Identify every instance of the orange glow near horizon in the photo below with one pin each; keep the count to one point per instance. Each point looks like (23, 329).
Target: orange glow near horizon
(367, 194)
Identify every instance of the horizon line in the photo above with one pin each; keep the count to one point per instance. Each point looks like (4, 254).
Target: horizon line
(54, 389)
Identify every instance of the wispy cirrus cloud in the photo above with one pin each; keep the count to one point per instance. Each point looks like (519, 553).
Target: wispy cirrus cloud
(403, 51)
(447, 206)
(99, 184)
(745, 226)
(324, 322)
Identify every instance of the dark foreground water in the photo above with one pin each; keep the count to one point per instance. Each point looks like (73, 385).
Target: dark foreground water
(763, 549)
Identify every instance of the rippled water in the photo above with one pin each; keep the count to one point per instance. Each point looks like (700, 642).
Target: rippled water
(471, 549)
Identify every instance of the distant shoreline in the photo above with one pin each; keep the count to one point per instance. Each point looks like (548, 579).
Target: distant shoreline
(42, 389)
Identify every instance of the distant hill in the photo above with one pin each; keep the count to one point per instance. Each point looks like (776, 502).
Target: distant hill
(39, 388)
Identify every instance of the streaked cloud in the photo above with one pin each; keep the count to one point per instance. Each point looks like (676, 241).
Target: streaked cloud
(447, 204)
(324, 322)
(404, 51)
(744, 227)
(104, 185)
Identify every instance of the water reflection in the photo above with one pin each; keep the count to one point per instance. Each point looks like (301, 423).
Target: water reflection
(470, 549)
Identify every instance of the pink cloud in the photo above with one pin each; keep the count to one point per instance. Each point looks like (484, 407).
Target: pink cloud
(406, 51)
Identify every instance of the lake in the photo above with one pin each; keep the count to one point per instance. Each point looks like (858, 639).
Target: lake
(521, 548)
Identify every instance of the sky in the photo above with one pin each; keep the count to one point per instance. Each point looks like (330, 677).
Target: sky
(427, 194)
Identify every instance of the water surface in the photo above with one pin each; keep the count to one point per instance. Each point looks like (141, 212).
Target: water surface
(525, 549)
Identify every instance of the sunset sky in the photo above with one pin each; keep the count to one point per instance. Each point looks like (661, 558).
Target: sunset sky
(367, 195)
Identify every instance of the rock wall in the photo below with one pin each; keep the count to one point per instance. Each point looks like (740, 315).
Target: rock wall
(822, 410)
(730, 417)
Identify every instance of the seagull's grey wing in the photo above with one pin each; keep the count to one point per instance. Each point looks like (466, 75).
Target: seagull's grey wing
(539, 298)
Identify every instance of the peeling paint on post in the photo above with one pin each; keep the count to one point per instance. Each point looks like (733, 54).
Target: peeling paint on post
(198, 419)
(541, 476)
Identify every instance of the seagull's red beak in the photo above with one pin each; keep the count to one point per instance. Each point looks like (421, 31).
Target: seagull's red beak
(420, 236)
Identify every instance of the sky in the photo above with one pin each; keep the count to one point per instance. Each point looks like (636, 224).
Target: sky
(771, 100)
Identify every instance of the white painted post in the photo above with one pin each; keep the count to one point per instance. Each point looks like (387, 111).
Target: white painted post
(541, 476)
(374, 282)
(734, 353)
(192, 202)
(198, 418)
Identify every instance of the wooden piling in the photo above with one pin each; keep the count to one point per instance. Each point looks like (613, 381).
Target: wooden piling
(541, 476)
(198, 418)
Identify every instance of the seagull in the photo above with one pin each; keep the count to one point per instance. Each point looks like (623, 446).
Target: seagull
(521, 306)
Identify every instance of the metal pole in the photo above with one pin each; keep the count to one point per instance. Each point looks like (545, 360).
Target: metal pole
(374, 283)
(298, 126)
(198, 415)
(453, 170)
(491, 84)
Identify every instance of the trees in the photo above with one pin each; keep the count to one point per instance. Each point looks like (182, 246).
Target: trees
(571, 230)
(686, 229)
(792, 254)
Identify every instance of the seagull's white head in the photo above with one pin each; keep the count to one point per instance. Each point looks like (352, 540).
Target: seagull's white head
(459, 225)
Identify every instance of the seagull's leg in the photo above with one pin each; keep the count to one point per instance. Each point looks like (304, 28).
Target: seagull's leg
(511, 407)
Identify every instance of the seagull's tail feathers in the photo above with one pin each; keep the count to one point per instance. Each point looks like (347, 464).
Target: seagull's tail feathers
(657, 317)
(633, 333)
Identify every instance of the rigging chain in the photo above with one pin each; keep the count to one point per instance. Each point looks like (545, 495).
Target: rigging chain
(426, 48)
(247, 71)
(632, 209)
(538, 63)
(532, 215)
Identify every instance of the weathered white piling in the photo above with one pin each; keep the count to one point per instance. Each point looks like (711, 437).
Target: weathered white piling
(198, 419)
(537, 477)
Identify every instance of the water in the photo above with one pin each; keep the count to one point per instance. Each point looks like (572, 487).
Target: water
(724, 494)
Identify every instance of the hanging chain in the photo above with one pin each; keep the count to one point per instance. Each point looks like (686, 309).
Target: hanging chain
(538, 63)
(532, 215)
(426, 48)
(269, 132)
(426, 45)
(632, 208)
· · · · ·
Task to complete:
Could you copy out every one of the items above word for word, keeping each line as it stands?

Answer below:
Identify every instance of the orange glow near horizon in the photo below with one pin each; keep the count to one point per instance. Each point looks like (23, 329).
Target: orange glow near horizon
(367, 194)
Identify every instance of the horizon line in the photo above with one pin each; keep the count to one point per instance. Each point looks like (4, 254).
Target: horizon line
(54, 389)
Identify every instance of the wispy cirrus cloud in the photo above with one pin each; keep the count to one point per instance. Each point looks like (519, 553).
Target: wispy cirrus cloud
(403, 51)
(447, 206)
(99, 184)
(745, 226)
(324, 322)
Identify every instance of the dark foreground water in the photo above with one pin each; keep the count to one point per instance. Each point looks like (73, 385).
Target: dark foreground water
(763, 549)
Identify every instance of the rippled water in the photo above with one pin each; keep the count to one point per instance. Each point looks like (700, 642).
Target: rippled water
(471, 549)
Identify every instance of the distant shoreline in the photo above with one pin each; keep the count to one point per instance. Each point looks like (548, 579).
Target: distant shoreline
(42, 389)
Identify every instance of the distant hill in the photo above with one pin each; keep the count to one point per instance. Each point looks like (776, 502).
Target: distant hill
(39, 388)
Identify every instance of the streaked cloud in the photo above with one pin each; keep the count to one point per instance. Each point looks like (676, 241).
Target: streaked cloud
(447, 204)
(324, 322)
(404, 51)
(744, 227)
(104, 185)
Identify every instance of the water reflection in the photo above with one pin each; keep the count to one point per instance. Each point looks like (301, 423).
Target: water reflection
(470, 549)
Identify every instance of the pink cloud in the photo above with one pin each; keep the count to one point per instance. Each point looks like (484, 407).
Target: pink cloud
(406, 51)
Identify every instance of the lake in the photo above with one pin each; keep the count to one point per instance. Each point looks like (858, 639).
Target: lake
(521, 548)
Identify every instance of the sky in the photo above with one pin each; keep the count to one point per instance. Each point looks like (330, 677).
Target: sky
(427, 194)
Identify every instance of the water surface in the photo above with one pin each; keep the count to one point per instance. Each point looks like (141, 212).
Target: water surface
(525, 549)
Identify every instance of the sunset sky in the photo above with one pin each; keep the count to one point per instance. Each point looks like (661, 558).
Target: sunset sky
(367, 195)
Identify every instance of the rock wall in the photo below with one pin each; keep the count to one point per instance. Each point looks like (740, 315).
Target: rock wall
(822, 410)
(730, 417)
Identify every instance of the seagull's grey wing in the photo above with one pin each; keep the count to one point per instance. Each point looks like (466, 75).
Target: seagull's grey wing
(539, 298)
Identify every instance of the peeling paint on post in the photo above with one pin each; keep the count to one point per instance. Each point looks like (733, 54).
Target: peeling paint on post
(198, 419)
(541, 476)
Identify every instance of the seagull's red beak in the photo above with one pin each; keep the count to one point per instance. Each point looks like (421, 31).
Target: seagull's red beak
(420, 236)
Identify every instance of the sky in the photo above with one pin each; keep the count to one point per instance. Each point looks like (636, 224).
Target: sky
(771, 100)
Identify every instance of the white painted post in the photo above with one pin each; keep the count to one point per instance. Each point looks like (387, 111).
Target: white painted post
(541, 476)
(374, 282)
(734, 353)
(192, 202)
(198, 418)
Identify every instance of the wooden piling in the photo above with one pin each; keep the count to one point per instance. Each point looks like (613, 381).
Target: wooden piling
(541, 476)
(198, 418)
Identify every instance of the seagull in the photo above with one pin each; keep the count to one point per instance. Each point looks like (623, 446).
Target: seagull
(521, 306)
Identify every instance of the metal pole in the photo above with one pin each; keep the count to one point per instance. Each point looks like (545, 360).
Target: metal pole
(374, 283)
(298, 126)
(198, 415)
(453, 170)
(491, 84)
Identify every instance of the trees in the photo above with one pin each; keep the count to one point per instance. Each point looks like (182, 246).
Target: trees
(571, 230)
(686, 229)
(792, 254)
Identify every instance of the seagull's white head in the photo above with one pin each; keep the count to one point per instance. Each point looks like (352, 540).
Target: seagull's white head
(459, 225)
Identify every instance of the seagull's leg in the photo above with one pin each; keep the count to one point per instance. Each point looks like (304, 28).
Target: seagull's leg
(511, 407)
Identify every instance of the seagull's tail feathers in the photo above with one pin each; keep the count to one point per instance. Each point looks like (347, 464).
Target: seagull's tail feathers
(657, 317)
(633, 333)
Identify every instance of the rigging chain in the photo above with one pin each; keep the count to one point per instance. Each point looks like (545, 495).
Target: rigging chain
(426, 48)
(247, 71)
(632, 209)
(538, 63)
(532, 215)
Identify every instance of the weathered white piling in the photo above with one pin each; keep the count to one point per instance. Each point looks like (711, 437).
Target: weathered white piling
(198, 419)
(537, 477)
Identify every instance of the water in the photo above with one pin each; keep the count to one point per instance. Each point looks like (572, 487).
Target: water
(724, 494)
Identify every instance of the hanging chain in the photo above with one pin each; keep the count to one point per instance. Each point looks like (686, 309).
Target: hanging chain
(538, 63)
(532, 215)
(426, 48)
(269, 132)
(426, 45)
(632, 208)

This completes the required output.